BEGIN Given entries

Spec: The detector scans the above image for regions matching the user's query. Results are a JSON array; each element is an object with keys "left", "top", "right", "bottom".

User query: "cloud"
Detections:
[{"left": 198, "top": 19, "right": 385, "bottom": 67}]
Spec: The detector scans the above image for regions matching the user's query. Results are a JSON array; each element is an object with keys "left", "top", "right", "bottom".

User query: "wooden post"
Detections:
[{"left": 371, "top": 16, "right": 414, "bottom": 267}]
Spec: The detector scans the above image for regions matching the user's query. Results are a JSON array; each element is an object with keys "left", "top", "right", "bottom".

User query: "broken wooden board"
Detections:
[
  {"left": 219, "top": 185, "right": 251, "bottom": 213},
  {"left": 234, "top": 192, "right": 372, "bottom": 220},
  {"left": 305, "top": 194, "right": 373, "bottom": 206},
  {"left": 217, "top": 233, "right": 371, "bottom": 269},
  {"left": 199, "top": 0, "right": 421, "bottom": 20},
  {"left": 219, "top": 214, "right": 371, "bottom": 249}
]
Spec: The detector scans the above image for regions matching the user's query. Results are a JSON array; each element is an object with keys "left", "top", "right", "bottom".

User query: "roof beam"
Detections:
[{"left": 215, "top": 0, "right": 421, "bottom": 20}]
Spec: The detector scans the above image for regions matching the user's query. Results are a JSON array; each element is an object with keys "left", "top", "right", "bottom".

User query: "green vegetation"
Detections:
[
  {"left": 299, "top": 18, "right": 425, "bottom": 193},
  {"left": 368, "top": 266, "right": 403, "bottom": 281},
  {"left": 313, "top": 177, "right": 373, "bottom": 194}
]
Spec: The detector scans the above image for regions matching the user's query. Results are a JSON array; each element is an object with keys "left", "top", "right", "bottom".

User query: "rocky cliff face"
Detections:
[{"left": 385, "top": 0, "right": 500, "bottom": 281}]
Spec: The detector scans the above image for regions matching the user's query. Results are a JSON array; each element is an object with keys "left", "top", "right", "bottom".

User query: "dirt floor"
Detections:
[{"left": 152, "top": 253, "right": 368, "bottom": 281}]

END Given entries

Stated exercise >>
Extract every line of the listing above verbatim, without changes or omissions.

Answer for the task >>
Spec: The detector scans the above image for regions matching the user's query. Results are a JSON array; each element is an object with keys "left", "top", "right", "bottom".

User query: "cloud"
Detections:
[{"left": 198, "top": 19, "right": 385, "bottom": 67}]
Spec: The detector scans the above image for regions matching the user's query. Results are a JSON array; each element is an object with keys "left", "top", "right", "bottom".

User query: "wooden post"
Detections:
[{"left": 371, "top": 16, "right": 414, "bottom": 267}]
Spec: The detector scans the above image for regions matching the user's query. Results are a JSON array; each element is an object with keys "left", "top", "right", "bottom".

User query: "broken wooden board"
Detections:
[
  {"left": 219, "top": 185, "right": 251, "bottom": 213},
  {"left": 234, "top": 192, "right": 372, "bottom": 220},
  {"left": 305, "top": 194, "right": 373, "bottom": 206},
  {"left": 217, "top": 233, "right": 371, "bottom": 269},
  {"left": 199, "top": 0, "right": 421, "bottom": 20},
  {"left": 219, "top": 214, "right": 371, "bottom": 249}
]
Spec: The detector scans the above image for regions matching the user's query. Results are a JSON array; each element is an object with keys "left", "top", "right", "bottom".

User query: "roof beam"
Detections:
[{"left": 215, "top": 0, "right": 421, "bottom": 20}]
Spec: The detector scans the above image for regions matching the user's query. Results are a JSON array; each element is an object with keys "left", "top", "right", "bottom".

User query: "green vegetation"
Detections:
[
  {"left": 299, "top": 18, "right": 425, "bottom": 193},
  {"left": 368, "top": 266, "right": 403, "bottom": 281},
  {"left": 313, "top": 177, "right": 373, "bottom": 194}
]
Spec: The detector scans the above image for regions matching the user's query. Results are a JSON array; each element is an object with keys "left", "top", "right", "bottom".

User query: "rocky cliff face"
Detections:
[{"left": 385, "top": 0, "right": 500, "bottom": 281}]
Spec: The detector scans the above image for regions matching the user's query. Results are a JSON array; each element is an object with keys "left", "top", "right", "bottom".

User query: "dirt floor"
Detections:
[{"left": 152, "top": 253, "right": 368, "bottom": 281}]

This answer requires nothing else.